## WHAT IS EXPECTED
Every record, from first to last, should be written out again exactly.

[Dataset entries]
────────────────────────────────────────

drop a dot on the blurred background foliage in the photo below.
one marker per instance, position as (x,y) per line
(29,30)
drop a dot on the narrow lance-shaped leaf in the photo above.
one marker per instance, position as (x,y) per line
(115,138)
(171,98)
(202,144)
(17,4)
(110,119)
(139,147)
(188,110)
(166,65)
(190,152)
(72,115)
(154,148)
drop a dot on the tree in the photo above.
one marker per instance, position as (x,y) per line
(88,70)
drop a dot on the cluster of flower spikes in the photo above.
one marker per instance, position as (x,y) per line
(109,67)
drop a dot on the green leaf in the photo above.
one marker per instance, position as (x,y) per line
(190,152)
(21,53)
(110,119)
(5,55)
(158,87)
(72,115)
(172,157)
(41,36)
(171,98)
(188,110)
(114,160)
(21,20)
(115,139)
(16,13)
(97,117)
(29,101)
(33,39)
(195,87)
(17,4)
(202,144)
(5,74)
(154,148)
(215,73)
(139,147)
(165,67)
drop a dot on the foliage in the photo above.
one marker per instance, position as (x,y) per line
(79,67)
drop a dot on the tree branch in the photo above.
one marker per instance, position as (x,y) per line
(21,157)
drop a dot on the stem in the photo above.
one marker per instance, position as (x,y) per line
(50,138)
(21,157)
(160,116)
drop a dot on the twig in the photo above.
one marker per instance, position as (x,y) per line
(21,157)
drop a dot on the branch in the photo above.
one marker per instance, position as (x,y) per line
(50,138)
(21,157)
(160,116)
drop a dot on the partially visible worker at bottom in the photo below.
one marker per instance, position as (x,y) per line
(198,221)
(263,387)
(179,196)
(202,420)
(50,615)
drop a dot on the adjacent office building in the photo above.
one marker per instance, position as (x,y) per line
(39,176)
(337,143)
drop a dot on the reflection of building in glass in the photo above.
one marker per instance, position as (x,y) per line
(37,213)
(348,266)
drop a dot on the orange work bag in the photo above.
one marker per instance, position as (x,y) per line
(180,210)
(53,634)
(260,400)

────────────────────────────────────────

## FINISHED EXERCISE
drop a dot on the blurred background foliage in the photo below.
one marker per instance, position as (x,y) per line
(29,30)
drop a dot on the narrow lance-shaped leaf in the photo above.
one marker per instance, position as (x,y) per line
(115,138)
(171,98)
(202,144)
(17,4)
(110,119)
(139,147)
(188,110)
(166,65)
(190,152)
(72,115)
(154,148)
drop a dot on the tree in the photo above.
one marker per instance, position as (x,y) per line
(88,70)
drop a dot on the cluster of flower spikes in the photo above.
one marker per instance, position as (x,y) per line
(109,67)
drop a dot on the green leaf in the photo above.
one marker per instance, position as (x,y) per line
(190,152)
(21,53)
(110,119)
(5,55)
(158,87)
(72,115)
(172,157)
(41,36)
(171,98)
(188,110)
(114,160)
(21,20)
(115,139)
(16,13)
(97,117)
(29,101)
(33,39)
(195,87)
(17,4)
(202,144)
(5,74)
(154,148)
(215,73)
(139,147)
(165,67)
drop a dot on the foliage in the photo above.
one marker per instance, position as (x,y) per line
(79,67)
drop a dot on the tree branch in the photo above.
one marker per instance, position as (x,y) per line
(21,157)
drop a dot on the stem in the photo above.
one marker per instance, position as (x,y) per line
(50,138)
(21,157)
(160,116)
drop a dot on the twig in the photo above.
one marker per instance, position as (x,y) per line
(21,157)
drop a dot on the branch in the photo above.
one marker per instance, position as (x,y) per line
(50,138)
(21,157)
(160,116)
drop a dot on the partially visible worker at bottom in the photo below.
one marker per instance, position as (x,y) per line
(198,221)
(263,387)
(179,196)
(202,420)
(50,615)
drop a dot on the adjacent office building in the photo above.
one marker per instance, position as (x,y) per line
(39,176)
(337,143)
drop a dot on the reflection of building in glass in the photo above.
one marker per instance, position as (x,y) per line
(37,213)
(348,266)
drop a dot on the orange work bag in the photo above.
one marker per instance, position as (x,y) per line
(180,210)
(53,634)
(260,400)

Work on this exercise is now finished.